• [Your instructions]: Reproduce, word for word, every line starting at the line that contains "Reviewer note: check that each instance of the house" and ending with the final line of the entries.

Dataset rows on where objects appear
** BEGIN **
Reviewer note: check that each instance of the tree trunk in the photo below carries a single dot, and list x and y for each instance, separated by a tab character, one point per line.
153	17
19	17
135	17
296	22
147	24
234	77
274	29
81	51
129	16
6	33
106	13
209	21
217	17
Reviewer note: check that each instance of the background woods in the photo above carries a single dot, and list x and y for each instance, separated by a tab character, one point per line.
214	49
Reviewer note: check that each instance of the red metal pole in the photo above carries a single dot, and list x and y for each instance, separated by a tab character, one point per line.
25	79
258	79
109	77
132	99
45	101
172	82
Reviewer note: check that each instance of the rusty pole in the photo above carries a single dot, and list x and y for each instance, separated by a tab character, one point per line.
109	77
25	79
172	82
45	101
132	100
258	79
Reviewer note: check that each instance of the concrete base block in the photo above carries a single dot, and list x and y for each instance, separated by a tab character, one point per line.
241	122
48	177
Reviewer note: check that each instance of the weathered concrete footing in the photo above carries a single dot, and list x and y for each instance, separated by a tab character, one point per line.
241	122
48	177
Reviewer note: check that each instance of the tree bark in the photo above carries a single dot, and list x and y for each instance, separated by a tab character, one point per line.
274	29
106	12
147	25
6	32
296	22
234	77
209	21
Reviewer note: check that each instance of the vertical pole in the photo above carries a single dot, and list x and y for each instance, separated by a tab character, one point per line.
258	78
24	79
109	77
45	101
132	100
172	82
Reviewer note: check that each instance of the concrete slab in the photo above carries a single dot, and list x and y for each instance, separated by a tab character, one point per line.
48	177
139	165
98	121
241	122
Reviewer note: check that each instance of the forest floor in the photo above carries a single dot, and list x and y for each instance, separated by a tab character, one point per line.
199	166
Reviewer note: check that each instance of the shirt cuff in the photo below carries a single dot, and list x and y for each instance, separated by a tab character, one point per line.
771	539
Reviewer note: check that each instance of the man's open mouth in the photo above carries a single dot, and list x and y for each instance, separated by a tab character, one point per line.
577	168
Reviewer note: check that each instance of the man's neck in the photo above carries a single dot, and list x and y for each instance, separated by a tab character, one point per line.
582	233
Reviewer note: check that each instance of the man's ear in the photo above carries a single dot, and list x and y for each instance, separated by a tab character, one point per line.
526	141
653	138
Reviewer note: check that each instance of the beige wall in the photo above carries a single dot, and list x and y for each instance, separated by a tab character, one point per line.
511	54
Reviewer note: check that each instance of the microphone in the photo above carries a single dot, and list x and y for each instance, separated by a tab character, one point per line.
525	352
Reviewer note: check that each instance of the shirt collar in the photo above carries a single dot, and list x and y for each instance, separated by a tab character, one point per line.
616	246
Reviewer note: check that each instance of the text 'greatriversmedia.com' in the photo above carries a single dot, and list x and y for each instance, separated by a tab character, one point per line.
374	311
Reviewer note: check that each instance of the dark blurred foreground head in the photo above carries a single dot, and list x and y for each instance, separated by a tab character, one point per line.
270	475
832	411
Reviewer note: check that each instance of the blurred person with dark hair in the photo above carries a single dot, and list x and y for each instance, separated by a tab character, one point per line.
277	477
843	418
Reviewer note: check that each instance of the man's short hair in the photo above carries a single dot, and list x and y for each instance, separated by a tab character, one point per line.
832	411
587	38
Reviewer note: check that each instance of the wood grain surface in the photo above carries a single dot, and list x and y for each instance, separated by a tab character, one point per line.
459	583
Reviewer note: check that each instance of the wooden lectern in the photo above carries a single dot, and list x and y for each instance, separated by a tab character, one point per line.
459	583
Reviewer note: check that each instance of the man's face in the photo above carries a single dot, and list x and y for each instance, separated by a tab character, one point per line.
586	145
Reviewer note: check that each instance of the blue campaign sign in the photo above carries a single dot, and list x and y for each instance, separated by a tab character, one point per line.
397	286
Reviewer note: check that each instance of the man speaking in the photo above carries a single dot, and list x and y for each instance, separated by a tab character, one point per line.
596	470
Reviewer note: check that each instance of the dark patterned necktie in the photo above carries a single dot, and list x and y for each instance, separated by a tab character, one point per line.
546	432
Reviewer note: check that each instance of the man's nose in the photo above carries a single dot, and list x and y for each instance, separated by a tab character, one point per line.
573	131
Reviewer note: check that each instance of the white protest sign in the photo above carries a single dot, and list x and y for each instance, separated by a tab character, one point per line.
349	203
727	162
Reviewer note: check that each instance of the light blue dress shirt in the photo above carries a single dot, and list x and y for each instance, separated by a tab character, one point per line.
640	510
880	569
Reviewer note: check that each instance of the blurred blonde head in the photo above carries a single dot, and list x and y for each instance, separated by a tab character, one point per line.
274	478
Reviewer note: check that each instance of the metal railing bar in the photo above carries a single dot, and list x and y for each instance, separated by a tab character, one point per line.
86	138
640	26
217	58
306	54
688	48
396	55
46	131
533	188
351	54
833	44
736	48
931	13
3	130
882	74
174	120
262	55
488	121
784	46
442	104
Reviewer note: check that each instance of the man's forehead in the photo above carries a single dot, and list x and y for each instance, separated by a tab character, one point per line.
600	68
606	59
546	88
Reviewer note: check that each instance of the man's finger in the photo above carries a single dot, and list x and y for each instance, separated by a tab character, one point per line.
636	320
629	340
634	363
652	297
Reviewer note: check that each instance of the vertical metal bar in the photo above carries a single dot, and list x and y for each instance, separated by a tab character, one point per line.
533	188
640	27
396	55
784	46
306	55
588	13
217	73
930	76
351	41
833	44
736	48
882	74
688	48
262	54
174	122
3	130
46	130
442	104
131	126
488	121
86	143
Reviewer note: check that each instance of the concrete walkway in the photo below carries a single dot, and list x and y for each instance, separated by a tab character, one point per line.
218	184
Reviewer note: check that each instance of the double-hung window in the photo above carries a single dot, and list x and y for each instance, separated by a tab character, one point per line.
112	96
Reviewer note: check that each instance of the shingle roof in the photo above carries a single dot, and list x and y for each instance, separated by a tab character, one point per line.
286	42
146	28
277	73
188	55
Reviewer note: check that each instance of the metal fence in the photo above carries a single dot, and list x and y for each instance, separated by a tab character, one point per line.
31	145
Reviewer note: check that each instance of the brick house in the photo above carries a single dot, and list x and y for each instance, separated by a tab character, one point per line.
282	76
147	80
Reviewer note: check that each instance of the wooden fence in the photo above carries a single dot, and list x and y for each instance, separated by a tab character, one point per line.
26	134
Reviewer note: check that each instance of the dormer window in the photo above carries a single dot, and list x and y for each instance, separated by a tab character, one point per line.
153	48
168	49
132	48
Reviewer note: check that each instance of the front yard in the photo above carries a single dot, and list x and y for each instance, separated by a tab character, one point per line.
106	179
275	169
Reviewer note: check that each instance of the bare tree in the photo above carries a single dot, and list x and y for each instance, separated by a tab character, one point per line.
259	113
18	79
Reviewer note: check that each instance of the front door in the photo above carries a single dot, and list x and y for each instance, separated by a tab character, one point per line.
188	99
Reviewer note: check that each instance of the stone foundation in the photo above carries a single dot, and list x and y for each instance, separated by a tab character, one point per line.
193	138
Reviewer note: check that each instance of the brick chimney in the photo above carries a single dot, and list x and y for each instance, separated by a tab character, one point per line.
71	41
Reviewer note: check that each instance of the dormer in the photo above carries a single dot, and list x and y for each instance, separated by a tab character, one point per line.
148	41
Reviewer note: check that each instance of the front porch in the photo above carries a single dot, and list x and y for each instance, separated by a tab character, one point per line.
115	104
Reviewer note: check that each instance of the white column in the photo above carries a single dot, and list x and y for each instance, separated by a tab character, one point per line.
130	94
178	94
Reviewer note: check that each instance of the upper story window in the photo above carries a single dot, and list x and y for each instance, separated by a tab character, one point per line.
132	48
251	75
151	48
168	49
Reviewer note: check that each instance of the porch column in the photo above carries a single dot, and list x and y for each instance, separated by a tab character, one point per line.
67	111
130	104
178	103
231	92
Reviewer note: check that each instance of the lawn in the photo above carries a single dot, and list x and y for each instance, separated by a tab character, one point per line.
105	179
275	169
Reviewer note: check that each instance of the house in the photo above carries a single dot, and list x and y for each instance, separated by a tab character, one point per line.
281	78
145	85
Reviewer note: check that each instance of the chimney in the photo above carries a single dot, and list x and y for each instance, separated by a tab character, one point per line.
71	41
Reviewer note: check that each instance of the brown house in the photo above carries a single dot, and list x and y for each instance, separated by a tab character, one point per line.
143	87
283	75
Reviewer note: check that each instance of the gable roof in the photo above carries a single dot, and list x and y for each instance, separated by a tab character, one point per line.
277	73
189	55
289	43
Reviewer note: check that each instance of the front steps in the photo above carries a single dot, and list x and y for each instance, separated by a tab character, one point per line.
** END **
• [Expected answer]:
Reviewer note: check that each instance of the house in the photo above carries a single dot, and list x and y for each instance, separated by a tab character, one point per line.
281	78
145	85
Reviewer note: check that each instance of the chimney in the photo above carries a single dot, and list x and y for each instance, separated by a tab character, one point per line.
71	41
Reviewer note: check that each instance of the brown house in the photo above carries a single dot, and list x and y for each instance, separated by a tab character, one point per line.
143	87
283	75
Reviewer note: check that each instance of the gable roof in the photo above carries a single dot, and list x and y for each instance, separated by a tab character, one point per line.
277	73
189	55
289	43
Reviewer note: check that each instance of the front steps in the photo above carries a single dot, and list x and y for each instance, separated by a tab character, one point per line.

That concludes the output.